Fix GpuSoftmax and GpuSoftmaxWithBias for non-float32 operation.

f83f03af · Arnaud Bergeron · a5814d54 · f83f03af
--- a/theano/sandbox/gpuarray/nnet.py
+++ b/theano/sandbox/gpuarray/nnet.py
@@ -524,7 +524,7 @@ class GpuCrossentropySoftmax1HotWithBiasDx(GpuKernelBase, Op):
 gpu_crossentropy_softmax_1hot_with_bias_dx = GpuCrossentropySoftmax1HotWithBiasDx()
-class GpuSoftmax (GpuKernelBase, Op):
+class GpuSoftmax(GpuKernelBase, Op):
    """
    Implement Softmax on the gpu.
@@ -541,7 +541,7 @@ class GpuSoftmax (GpuKernelBase, Op):
        return shape
    def c_code_cache_version(self):
-        return (13,) + inline_softmax.code_version
+        return (14,) + inline_softmax.code_version
    def c_header_dirs(self):
        if pygpu.get_default_context().kind == 'opencl':
@@ -656,7 +656,8 @@ class GpuSoftmax (GpuKernelBase, Op):
        work_sm = work_dtype(dtype_sm)
        flags = Kernel.get_flags(dtype_x, dtype_sm)
        type_x = gpuarray.dtype_to_ctype(dtype_x)
-        type_sm = gpuarray.dtype_to_ctype(work_sm)
+        type_sm = gpuarray.dtype_to_ctype(dtype_sm)
+        type_acc = gpuarray.dtype_to_ctype(work_sm)

=====

Brief:
Please answer these questions about the diff above:
(a) In the GpuSoftmax class declaration, what is removed?
(b) What first value does c_code_cache_version return before and after the change?
(c) In the last hunk, which argument does type_sm now pass to gpuarray.dtype_to_ctype, and which new variable takes work_sm?

Material:
=====

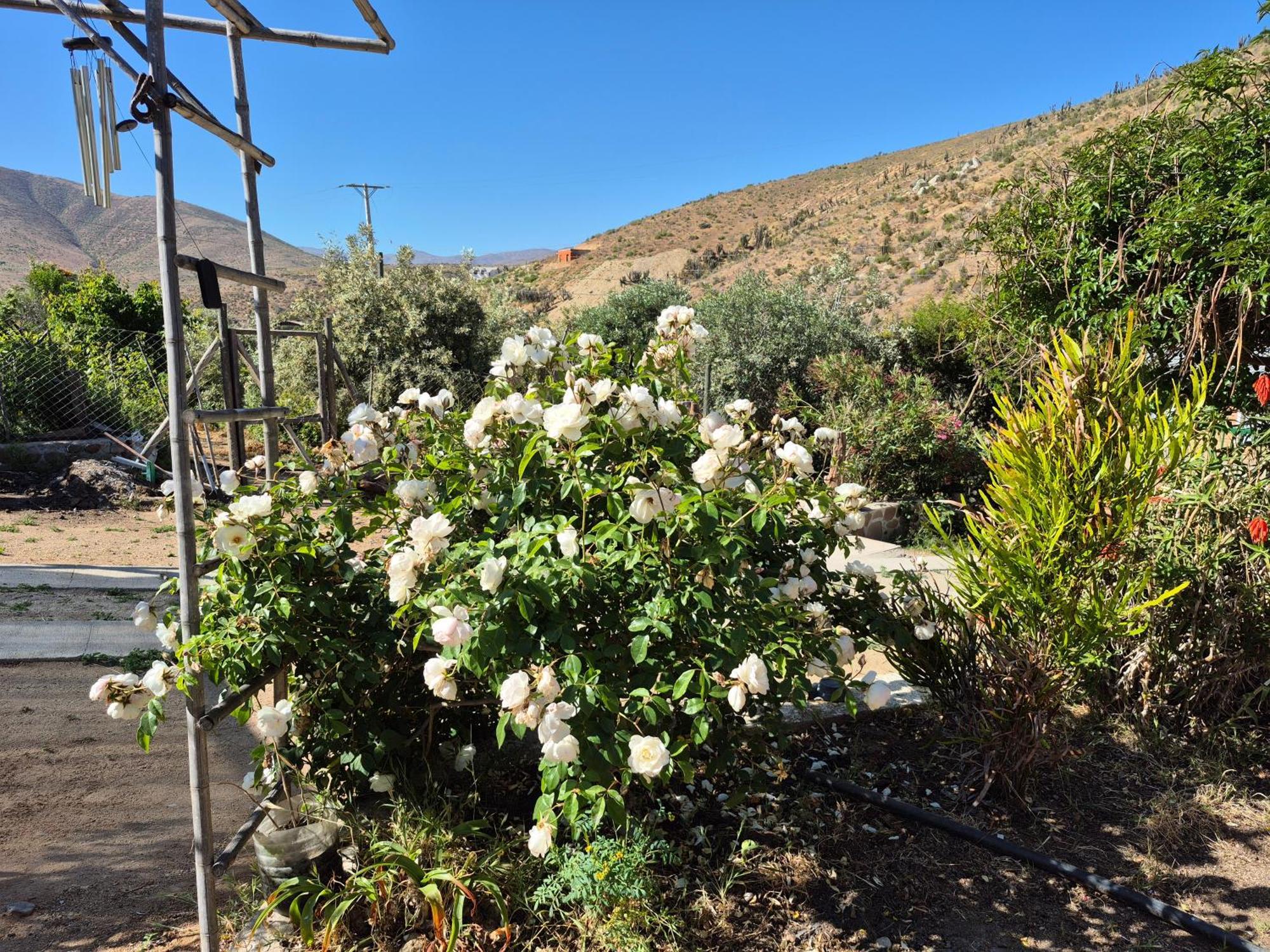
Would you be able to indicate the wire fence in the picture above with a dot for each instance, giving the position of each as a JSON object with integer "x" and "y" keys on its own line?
{"x": 63, "y": 383}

=====

Solution:
(a) The space between "GpuSoftmax" and the opening parenthesis.
(b) 13 before the change and 14 after it.
(c) type_sm now passes dtype_sm, and the new variable type_acc takes work_sm.